* _Source passage_:

=== Section Start ===

Key components of the IBD medical home
Based on our experience, we believe the following are key components of a successful IBD SMH: 1) team-based care with physician extenders, nurse coordinators, schedulers, social workers, and dietitians as essential members of the IBD SMH; 2) effective care coordination to reduce barriers to comprehensive biopsychosocial care; 3) tracking of process and outcome metrics of interest; 4) appropriate use of technology to enhance clinical care; and 5) care access (e.g., open-access appointments), after-hours care, and follow-up care after emergency room visits and hospitalizations (Table 1).
There is not a one-size-fits-all SMH model given the range of different subspecialty practices. The appropriate dose for each specific setting may vary, and we recommend an iterative deployment process starting with a few case studies and then sequentially rolling out to a larger-scale clinical sample. The goal of the initial SMH is to show feasibility and understand which components are most critical for successful implementation.Although the eventual goal of an IBD SMH is to consolidate health care for all IBD patients, the initial launch stages are more likely to succeed if the SMH focuses on the subgroup of IBD patients who use health care excessively, often in an unplanned fashion (e.g., emergency department visits or hospitalizations). In conjunction with a payer, it is easy to identify the most costly IBD patients in a cohort. For example, for initial enrollment, the UPMC IBD SMH selected patients between the ages of 18 and 55 years, with confirmed Crohn’s disease or ulcerative colitis, and evidence that IBD was a primary driver of patients’ health care utilization; the latter was defined if the majority of health care expenditures in the prior year was related to IBD (as judged by International Classification of Diseases, 9th and 10th revisions, primary and secondary diagnoses).
Team-based care
A central component to our IBD SMH was the creation of an integrated team. Supplementary Table 2 (at http://dx.doi.org/10.1016/j.cgh.2017.05.026) describes various positions that are vital for a successful SMH. For a team approach to be most effective, there needs to be clear definitions or roles and role overlaps so that team members can work as a cohesive, organized, and efficient unit. Physician extenders are critical to the model’s success and are trained to make routine IBD care decisions, provide basic primary care, and coordinate care with the gastroenterologist to meet patient needs. The staff-to-patient ratio requirements may vary from region to region and from SMH to SMH. The nurse coordinators and physician extenders assume the burden of day-to-day patient care, and are supervised by the gastroenterologist and psychiatrist. In our UPMC IBD SMH, the ratio of one nurse coordinator and one certified nurse practitioner per 500 patients is sufficient. In addition, one social worker, one dietitian, one scheduler, one gastroenterologist, and one psychiatrist per 1,000 patients is our current model. To date, we have enrolled more than 500 patients, and through funding from our UPMC HP, we have just hired our second nurse coordinator and second nurse practitioner in anticipation of 1,000 patients by year 4.

=== Section End ===

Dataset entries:

=== Section Start ===

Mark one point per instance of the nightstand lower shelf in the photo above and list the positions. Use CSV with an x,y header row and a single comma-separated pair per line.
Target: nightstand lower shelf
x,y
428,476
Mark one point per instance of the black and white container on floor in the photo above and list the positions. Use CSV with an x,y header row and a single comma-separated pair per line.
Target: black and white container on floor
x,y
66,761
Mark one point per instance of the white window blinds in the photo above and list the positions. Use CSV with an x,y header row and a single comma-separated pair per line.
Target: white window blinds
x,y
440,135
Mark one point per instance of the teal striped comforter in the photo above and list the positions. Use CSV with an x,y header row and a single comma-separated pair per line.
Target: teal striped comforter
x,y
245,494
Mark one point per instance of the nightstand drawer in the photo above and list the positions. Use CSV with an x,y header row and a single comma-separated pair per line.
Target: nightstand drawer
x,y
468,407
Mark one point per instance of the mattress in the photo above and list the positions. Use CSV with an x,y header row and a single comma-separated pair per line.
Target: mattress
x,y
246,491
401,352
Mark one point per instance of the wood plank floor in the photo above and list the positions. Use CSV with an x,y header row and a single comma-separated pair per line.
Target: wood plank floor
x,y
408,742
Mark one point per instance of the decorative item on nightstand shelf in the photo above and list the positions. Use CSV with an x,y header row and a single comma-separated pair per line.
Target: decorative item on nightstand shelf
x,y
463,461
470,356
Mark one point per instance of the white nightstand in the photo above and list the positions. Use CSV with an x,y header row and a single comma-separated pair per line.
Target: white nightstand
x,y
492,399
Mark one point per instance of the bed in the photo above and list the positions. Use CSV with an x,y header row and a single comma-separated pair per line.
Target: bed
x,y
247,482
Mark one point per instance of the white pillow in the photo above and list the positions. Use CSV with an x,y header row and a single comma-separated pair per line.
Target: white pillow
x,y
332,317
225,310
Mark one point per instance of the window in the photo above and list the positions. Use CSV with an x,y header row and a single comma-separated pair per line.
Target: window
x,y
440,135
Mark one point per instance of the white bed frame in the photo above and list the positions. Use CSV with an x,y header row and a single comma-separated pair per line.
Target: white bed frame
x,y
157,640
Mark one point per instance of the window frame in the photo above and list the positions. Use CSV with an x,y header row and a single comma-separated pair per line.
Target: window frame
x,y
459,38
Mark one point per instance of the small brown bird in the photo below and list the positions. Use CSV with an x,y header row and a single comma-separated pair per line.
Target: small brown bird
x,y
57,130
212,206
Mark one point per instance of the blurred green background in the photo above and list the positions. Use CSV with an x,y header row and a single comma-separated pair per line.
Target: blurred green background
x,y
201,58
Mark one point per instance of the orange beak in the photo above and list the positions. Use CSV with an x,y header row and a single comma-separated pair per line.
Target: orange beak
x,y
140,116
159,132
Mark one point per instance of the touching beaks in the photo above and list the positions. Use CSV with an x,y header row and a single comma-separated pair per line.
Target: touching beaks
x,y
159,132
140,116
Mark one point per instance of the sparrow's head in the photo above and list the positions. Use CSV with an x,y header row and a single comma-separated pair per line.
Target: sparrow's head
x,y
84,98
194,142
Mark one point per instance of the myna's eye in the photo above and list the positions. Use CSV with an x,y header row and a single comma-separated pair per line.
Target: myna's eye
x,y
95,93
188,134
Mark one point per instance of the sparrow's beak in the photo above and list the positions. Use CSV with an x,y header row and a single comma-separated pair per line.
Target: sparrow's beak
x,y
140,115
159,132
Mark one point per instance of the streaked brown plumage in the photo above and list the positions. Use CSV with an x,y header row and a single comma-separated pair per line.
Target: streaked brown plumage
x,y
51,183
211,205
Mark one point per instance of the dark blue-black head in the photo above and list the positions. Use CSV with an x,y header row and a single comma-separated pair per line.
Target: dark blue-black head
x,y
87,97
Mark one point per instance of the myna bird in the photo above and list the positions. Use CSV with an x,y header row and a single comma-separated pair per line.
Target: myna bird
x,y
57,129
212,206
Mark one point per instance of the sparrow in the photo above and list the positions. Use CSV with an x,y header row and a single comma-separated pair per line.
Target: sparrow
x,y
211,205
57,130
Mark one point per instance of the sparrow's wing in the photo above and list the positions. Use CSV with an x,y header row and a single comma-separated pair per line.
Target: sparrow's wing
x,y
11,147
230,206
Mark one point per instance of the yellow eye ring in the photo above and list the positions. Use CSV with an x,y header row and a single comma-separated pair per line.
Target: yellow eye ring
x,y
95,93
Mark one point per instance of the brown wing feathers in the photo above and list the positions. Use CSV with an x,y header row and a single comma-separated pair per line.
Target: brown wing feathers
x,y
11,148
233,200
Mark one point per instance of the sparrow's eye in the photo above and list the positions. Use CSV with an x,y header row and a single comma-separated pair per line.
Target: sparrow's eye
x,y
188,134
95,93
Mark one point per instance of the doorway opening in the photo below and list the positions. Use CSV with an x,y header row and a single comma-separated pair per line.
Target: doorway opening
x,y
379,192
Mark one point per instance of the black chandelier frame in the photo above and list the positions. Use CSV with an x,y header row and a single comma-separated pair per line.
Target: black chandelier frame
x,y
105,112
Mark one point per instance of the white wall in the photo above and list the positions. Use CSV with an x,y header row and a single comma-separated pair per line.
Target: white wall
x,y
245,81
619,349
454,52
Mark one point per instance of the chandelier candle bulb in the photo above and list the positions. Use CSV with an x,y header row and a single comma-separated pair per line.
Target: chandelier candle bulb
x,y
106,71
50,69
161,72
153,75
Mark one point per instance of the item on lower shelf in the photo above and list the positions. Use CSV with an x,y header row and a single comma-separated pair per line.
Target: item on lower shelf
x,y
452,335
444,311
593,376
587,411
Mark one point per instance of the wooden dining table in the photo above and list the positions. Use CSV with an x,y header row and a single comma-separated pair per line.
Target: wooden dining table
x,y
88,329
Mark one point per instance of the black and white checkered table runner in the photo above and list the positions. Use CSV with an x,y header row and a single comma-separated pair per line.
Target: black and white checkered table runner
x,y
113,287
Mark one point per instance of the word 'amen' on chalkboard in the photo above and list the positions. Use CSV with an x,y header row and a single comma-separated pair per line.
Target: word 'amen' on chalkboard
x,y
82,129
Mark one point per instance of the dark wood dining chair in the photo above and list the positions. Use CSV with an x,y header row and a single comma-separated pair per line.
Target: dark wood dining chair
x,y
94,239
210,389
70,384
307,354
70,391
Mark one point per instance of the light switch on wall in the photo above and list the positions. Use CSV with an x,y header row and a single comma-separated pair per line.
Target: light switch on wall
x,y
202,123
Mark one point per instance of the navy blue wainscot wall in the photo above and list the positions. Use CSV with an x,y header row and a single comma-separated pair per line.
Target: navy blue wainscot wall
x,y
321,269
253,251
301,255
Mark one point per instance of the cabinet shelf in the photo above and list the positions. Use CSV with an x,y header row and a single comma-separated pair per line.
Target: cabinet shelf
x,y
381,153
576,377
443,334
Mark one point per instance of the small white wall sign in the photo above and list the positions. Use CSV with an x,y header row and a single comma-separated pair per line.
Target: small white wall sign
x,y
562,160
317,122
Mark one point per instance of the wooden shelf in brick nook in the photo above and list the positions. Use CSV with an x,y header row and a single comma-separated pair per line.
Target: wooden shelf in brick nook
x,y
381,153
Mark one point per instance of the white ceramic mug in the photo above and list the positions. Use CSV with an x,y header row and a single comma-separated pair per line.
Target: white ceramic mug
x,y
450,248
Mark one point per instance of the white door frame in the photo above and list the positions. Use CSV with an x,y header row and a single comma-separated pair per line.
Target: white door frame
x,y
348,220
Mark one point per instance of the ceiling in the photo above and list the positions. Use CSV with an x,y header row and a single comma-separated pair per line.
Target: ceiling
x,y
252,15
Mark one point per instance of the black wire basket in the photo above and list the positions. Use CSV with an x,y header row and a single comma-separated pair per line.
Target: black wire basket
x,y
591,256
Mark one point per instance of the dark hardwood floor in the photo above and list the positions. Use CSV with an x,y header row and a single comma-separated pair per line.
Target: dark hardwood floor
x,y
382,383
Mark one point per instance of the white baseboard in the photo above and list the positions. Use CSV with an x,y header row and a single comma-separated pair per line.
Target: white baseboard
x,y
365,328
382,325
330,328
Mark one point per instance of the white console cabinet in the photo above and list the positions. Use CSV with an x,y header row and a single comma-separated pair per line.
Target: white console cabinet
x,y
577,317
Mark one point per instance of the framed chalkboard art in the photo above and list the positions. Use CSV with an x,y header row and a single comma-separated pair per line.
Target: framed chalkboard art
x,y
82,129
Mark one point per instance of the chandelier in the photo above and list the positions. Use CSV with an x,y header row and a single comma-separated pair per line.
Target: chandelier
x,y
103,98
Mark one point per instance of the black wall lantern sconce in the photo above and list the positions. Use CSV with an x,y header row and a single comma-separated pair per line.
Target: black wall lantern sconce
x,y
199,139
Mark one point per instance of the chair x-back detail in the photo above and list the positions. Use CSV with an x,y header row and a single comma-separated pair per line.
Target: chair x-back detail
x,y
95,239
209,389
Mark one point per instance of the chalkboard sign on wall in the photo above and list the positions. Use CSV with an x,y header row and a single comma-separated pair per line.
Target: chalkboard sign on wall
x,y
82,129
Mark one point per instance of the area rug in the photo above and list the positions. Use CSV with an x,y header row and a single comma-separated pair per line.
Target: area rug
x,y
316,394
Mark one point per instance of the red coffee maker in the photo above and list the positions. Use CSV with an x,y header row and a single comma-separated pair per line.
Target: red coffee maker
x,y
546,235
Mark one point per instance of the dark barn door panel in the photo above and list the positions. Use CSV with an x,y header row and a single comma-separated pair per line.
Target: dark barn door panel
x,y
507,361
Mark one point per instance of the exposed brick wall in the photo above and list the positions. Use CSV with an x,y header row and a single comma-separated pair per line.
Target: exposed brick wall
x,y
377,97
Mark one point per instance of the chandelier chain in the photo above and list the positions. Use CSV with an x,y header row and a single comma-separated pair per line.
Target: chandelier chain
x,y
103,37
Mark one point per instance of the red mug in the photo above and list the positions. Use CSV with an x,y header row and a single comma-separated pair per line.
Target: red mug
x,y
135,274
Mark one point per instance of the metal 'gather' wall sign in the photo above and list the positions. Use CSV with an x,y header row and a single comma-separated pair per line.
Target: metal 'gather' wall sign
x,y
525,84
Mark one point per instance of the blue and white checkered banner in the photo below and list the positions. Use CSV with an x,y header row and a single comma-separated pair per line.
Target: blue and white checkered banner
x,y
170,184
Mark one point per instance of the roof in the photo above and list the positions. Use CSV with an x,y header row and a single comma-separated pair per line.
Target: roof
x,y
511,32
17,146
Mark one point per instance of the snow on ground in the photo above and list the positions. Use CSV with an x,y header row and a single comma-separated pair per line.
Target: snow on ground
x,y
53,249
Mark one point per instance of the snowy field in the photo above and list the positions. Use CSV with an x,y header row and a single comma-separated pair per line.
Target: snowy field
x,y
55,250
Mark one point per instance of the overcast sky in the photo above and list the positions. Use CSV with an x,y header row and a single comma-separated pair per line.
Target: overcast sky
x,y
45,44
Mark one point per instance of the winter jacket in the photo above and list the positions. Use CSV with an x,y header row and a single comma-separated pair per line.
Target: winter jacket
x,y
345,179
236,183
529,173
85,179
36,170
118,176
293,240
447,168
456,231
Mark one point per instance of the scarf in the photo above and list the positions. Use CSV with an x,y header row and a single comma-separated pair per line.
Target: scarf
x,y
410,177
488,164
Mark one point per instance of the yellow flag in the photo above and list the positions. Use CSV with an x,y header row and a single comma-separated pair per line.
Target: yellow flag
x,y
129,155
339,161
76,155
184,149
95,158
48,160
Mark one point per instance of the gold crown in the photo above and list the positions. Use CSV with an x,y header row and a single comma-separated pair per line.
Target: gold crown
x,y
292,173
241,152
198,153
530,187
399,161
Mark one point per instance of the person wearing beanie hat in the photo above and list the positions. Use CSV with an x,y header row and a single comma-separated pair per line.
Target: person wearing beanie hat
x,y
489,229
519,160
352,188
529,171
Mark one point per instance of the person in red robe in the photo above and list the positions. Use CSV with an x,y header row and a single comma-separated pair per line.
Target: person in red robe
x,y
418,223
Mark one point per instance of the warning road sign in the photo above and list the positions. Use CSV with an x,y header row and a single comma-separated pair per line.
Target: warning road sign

=== Section End ===

Please state, according to the IBD medical home passage, how many patients one nurse coordinator and one certified nurse practitioner are enough for in the UPMC IBD SMH. These records were drawn from a different source than the text.

* _Finished task_: 500 patients.